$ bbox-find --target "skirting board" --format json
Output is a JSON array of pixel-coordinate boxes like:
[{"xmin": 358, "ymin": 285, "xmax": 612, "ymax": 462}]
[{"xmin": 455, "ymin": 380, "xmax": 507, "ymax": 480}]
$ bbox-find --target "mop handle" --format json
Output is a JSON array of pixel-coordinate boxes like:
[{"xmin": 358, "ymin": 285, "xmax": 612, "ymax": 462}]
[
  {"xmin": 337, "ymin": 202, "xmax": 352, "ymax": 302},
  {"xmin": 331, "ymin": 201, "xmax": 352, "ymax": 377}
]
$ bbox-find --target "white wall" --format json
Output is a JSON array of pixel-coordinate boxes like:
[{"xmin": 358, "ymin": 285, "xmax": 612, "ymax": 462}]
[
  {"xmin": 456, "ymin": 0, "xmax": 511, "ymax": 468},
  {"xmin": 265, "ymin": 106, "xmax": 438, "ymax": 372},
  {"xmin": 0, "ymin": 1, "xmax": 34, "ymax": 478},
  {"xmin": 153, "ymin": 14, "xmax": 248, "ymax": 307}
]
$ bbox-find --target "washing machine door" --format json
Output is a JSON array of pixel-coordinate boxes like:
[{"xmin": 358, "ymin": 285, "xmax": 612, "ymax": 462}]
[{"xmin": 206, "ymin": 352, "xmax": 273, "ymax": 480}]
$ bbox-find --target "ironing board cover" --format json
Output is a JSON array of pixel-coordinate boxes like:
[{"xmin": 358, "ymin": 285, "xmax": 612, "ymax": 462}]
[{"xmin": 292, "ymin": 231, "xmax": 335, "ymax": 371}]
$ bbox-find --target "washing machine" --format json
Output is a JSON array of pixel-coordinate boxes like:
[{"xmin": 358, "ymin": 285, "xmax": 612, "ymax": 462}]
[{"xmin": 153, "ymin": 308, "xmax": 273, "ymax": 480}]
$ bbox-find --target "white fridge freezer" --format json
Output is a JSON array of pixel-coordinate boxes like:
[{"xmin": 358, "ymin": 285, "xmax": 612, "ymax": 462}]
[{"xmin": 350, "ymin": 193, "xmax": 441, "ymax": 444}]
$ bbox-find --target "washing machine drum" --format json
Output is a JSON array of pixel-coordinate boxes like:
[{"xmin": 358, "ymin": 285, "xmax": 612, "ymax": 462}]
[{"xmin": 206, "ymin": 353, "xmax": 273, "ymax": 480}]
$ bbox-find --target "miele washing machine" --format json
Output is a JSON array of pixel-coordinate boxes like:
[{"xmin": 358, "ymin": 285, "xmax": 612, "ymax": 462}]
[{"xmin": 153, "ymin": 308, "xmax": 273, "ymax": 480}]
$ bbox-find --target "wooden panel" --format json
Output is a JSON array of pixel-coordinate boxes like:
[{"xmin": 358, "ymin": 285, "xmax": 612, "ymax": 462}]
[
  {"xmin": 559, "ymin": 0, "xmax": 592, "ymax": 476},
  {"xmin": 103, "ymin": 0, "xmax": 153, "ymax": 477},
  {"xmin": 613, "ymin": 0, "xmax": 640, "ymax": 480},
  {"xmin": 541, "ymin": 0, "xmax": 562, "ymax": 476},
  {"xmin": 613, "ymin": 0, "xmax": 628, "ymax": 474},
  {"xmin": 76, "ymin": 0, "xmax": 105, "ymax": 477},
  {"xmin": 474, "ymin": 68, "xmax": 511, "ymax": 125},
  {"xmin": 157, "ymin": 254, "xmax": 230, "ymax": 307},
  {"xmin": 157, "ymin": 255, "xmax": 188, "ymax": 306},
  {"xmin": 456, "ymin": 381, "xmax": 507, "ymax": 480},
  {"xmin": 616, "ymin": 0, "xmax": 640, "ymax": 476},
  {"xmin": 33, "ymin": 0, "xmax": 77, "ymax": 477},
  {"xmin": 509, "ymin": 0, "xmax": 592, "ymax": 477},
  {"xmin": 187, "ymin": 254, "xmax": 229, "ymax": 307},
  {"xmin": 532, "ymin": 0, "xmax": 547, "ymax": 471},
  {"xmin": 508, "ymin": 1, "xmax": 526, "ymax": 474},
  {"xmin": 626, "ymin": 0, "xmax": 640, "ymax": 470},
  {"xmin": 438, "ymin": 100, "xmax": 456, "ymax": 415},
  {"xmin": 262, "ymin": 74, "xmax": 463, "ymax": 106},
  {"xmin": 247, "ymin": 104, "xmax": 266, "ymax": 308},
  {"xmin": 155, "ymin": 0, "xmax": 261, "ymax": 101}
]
++++
--- WORK TASK ---
The answer must consist of every line from the entries above that contains "target".

--- YOUR SOLUTION ---
$ bbox-find --target "skirting board" --format json
$ bbox-find --target "mop handle" --format json
$ bbox-find --target "white wall" --format json
$ bbox-find --target "washing machine door" --format json
$ bbox-find --target "ironing board cover" --format json
$ bbox-find --target "washing machine" --format json
$ bbox-find --target "white fridge freezer" --format json
$ bbox-find --target "washing machine drum" --format json
$ bbox-find --target "miele washing machine" --format json
$ bbox-find --target "wooden panel" --format json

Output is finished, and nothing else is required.